[Dataset rows showing where objects appear]
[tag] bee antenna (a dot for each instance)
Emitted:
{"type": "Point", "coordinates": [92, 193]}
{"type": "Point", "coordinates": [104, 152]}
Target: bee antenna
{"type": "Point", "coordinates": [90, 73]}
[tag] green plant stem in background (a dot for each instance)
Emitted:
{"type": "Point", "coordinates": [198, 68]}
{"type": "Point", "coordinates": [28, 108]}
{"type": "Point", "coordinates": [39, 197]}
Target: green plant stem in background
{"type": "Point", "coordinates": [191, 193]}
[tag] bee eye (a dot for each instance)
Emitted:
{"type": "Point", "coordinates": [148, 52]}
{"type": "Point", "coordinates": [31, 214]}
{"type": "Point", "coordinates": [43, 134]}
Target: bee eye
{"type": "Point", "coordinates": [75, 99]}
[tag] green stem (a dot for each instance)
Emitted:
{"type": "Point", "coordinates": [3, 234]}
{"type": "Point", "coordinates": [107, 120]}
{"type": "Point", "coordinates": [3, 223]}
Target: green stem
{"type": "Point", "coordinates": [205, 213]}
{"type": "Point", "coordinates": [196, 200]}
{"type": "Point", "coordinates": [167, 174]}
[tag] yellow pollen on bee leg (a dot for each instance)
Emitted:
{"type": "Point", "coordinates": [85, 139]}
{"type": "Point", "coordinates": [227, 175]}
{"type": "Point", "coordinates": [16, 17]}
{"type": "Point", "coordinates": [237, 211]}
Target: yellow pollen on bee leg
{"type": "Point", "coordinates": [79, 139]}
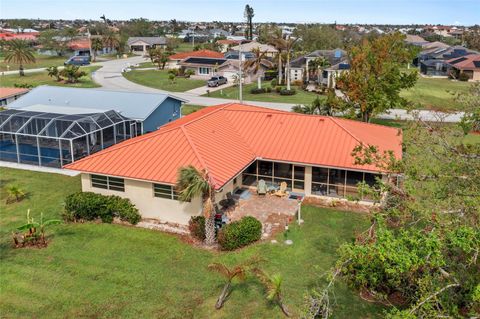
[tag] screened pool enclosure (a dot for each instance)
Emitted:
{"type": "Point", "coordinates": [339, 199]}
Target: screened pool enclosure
{"type": "Point", "coordinates": [53, 139]}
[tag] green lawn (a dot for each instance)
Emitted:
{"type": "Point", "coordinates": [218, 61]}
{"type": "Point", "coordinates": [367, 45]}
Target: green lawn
{"type": "Point", "coordinates": [111, 271]}
{"type": "Point", "coordinates": [42, 78]}
{"type": "Point", "coordinates": [42, 61]}
{"type": "Point", "coordinates": [158, 79]}
{"type": "Point", "coordinates": [301, 97]}
{"type": "Point", "coordinates": [436, 94]}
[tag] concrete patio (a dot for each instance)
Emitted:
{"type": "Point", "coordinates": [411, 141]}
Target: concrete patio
{"type": "Point", "coordinates": [273, 212]}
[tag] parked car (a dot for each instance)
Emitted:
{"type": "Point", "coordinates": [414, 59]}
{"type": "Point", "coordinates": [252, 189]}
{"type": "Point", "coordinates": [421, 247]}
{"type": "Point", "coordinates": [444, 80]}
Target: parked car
{"type": "Point", "coordinates": [78, 60]}
{"type": "Point", "coordinates": [216, 81]}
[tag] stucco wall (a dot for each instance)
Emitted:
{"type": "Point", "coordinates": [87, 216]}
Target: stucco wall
{"type": "Point", "coordinates": [141, 194]}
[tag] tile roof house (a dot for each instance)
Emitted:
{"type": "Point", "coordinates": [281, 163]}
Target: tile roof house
{"type": "Point", "coordinates": [337, 58]}
{"type": "Point", "coordinates": [469, 65]}
{"type": "Point", "coordinates": [237, 145]}
{"type": "Point", "coordinates": [141, 45]}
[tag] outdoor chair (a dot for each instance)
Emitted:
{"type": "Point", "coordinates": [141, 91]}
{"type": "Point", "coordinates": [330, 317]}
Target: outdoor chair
{"type": "Point", "coordinates": [262, 187]}
{"type": "Point", "coordinates": [282, 191]}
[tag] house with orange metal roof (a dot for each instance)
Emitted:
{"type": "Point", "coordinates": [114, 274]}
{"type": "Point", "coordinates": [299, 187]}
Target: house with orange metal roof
{"type": "Point", "coordinates": [237, 145]}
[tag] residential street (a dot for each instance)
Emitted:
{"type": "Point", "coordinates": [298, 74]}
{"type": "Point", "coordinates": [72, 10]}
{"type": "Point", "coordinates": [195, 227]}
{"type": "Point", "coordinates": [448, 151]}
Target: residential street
{"type": "Point", "coordinates": [110, 77]}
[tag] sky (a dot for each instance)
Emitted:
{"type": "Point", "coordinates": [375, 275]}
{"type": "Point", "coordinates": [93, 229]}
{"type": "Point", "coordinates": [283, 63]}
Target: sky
{"type": "Point", "coordinates": [460, 12]}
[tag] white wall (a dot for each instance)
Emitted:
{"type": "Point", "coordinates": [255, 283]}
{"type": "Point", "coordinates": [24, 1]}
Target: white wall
{"type": "Point", "coordinates": [140, 193]}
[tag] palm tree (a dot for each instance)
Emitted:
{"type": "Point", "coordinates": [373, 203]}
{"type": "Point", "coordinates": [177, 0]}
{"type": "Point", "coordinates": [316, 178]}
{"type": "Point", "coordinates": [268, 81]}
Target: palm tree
{"type": "Point", "coordinates": [96, 45]}
{"type": "Point", "coordinates": [19, 52]}
{"type": "Point", "coordinates": [273, 286]}
{"type": "Point", "coordinates": [239, 271]}
{"type": "Point", "coordinates": [287, 46]}
{"type": "Point", "coordinates": [192, 183]}
{"type": "Point", "coordinates": [255, 64]}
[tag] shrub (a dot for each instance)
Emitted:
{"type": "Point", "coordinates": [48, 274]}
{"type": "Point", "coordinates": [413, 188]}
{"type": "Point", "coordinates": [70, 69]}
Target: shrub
{"type": "Point", "coordinates": [196, 225]}
{"type": "Point", "coordinates": [240, 233]}
{"type": "Point", "coordinates": [257, 90]}
{"type": "Point", "coordinates": [90, 206]}
{"type": "Point", "coordinates": [288, 92]}
{"type": "Point", "coordinates": [463, 77]}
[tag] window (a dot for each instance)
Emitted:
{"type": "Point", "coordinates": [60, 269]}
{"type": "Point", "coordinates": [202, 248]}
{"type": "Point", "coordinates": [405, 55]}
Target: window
{"type": "Point", "coordinates": [203, 70]}
{"type": "Point", "coordinates": [107, 182]}
{"type": "Point", "coordinates": [165, 191]}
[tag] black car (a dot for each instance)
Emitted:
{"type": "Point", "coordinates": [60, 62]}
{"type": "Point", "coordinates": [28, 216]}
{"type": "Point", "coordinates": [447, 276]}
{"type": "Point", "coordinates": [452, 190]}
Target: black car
{"type": "Point", "coordinates": [216, 81]}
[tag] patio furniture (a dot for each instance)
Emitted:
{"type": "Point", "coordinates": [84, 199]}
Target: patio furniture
{"type": "Point", "coordinates": [261, 187]}
{"type": "Point", "coordinates": [282, 191]}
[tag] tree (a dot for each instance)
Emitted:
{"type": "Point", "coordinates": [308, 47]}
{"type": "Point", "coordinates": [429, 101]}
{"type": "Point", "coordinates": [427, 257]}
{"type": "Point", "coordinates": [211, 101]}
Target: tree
{"type": "Point", "coordinates": [375, 79]}
{"type": "Point", "coordinates": [319, 64]}
{"type": "Point", "coordinates": [421, 251]}
{"type": "Point", "coordinates": [249, 14]}
{"type": "Point", "coordinates": [472, 39]}
{"type": "Point", "coordinates": [72, 73]}
{"type": "Point", "coordinates": [96, 45]}
{"type": "Point", "coordinates": [239, 271]}
{"type": "Point", "coordinates": [273, 286]}
{"type": "Point", "coordinates": [19, 52]}
{"type": "Point", "coordinates": [193, 183]}
{"type": "Point", "coordinates": [53, 72]}
{"type": "Point", "coordinates": [255, 63]}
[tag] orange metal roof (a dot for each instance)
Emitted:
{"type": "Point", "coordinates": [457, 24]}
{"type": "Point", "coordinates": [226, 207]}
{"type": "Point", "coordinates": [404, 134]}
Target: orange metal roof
{"type": "Point", "coordinates": [224, 139]}
{"type": "Point", "coordinates": [199, 53]}
{"type": "Point", "coordinates": [7, 92]}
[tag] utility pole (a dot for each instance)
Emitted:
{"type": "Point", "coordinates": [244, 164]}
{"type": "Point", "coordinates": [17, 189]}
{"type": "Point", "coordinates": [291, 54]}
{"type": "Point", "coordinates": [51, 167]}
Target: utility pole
{"type": "Point", "coordinates": [240, 94]}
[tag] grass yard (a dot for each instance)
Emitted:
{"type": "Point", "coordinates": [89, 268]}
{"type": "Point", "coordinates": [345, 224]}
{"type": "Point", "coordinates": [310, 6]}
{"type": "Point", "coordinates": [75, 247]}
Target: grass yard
{"type": "Point", "coordinates": [42, 78]}
{"type": "Point", "coordinates": [158, 79]}
{"type": "Point", "coordinates": [301, 97]}
{"type": "Point", "coordinates": [111, 271]}
{"type": "Point", "coordinates": [436, 94]}
{"type": "Point", "coordinates": [42, 61]}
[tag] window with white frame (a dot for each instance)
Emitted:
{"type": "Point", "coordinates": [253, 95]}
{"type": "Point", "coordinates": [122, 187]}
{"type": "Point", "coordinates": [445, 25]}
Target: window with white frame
{"type": "Point", "coordinates": [165, 191]}
{"type": "Point", "coordinates": [107, 182]}
{"type": "Point", "coordinates": [203, 70]}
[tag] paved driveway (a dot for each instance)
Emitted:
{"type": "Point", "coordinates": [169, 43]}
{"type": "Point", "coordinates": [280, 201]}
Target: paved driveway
{"type": "Point", "coordinates": [110, 77]}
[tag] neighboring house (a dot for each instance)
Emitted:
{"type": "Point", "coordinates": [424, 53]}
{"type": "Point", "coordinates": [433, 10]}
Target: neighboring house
{"type": "Point", "coordinates": [141, 45]}
{"type": "Point", "coordinates": [238, 145]}
{"type": "Point", "coordinates": [204, 68]}
{"type": "Point", "coordinates": [300, 70]}
{"type": "Point", "coordinates": [175, 59]}
{"type": "Point", "coordinates": [469, 65]}
{"type": "Point", "coordinates": [226, 44]}
{"type": "Point", "coordinates": [8, 95]}
{"type": "Point", "coordinates": [432, 62]}
{"type": "Point", "coordinates": [54, 126]}
{"type": "Point", "coordinates": [270, 50]}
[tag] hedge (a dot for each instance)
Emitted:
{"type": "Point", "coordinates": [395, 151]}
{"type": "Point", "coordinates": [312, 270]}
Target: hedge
{"type": "Point", "coordinates": [90, 206]}
{"type": "Point", "coordinates": [240, 233]}
{"type": "Point", "coordinates": [196, 225]}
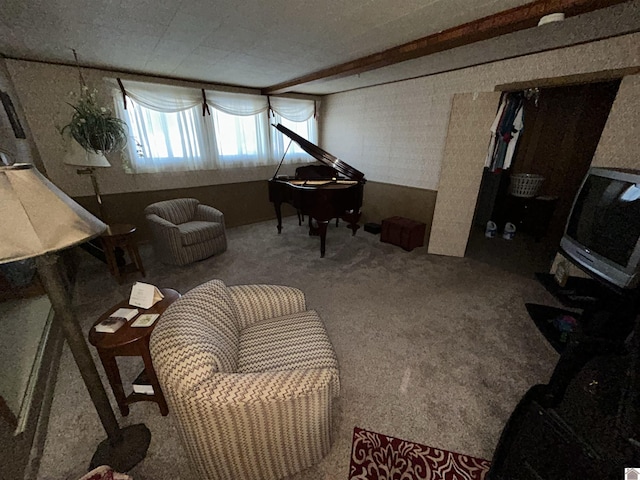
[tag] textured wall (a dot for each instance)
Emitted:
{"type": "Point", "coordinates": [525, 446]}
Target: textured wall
{"type": "Point", "coordinates": [464, 156]}
{"type": "Point", "coordinates": [21, 150]}
{"type": "Point", "coordinates": [396, 133]}
{"type": "Point", "coordinates": [620, 141]}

Work required: Return the stretch of the data from the line containing "[tag] textured wall (a dot for each instance)" through the end of the data, unchanged.

Correct result:
[tag] textured wall (a dot for each instance)
Emitted:
{"type": "Point", "coordinates": [525, 446]}
Target: textured wall
{"type": "Point", "coordinates": [464, 156]}
{"type": "Point", "coordinates": [21, 150]}
{"type": "Point", "coordinates": [396, 133]}
{"type": "Point", "coordinates": [620, 141]}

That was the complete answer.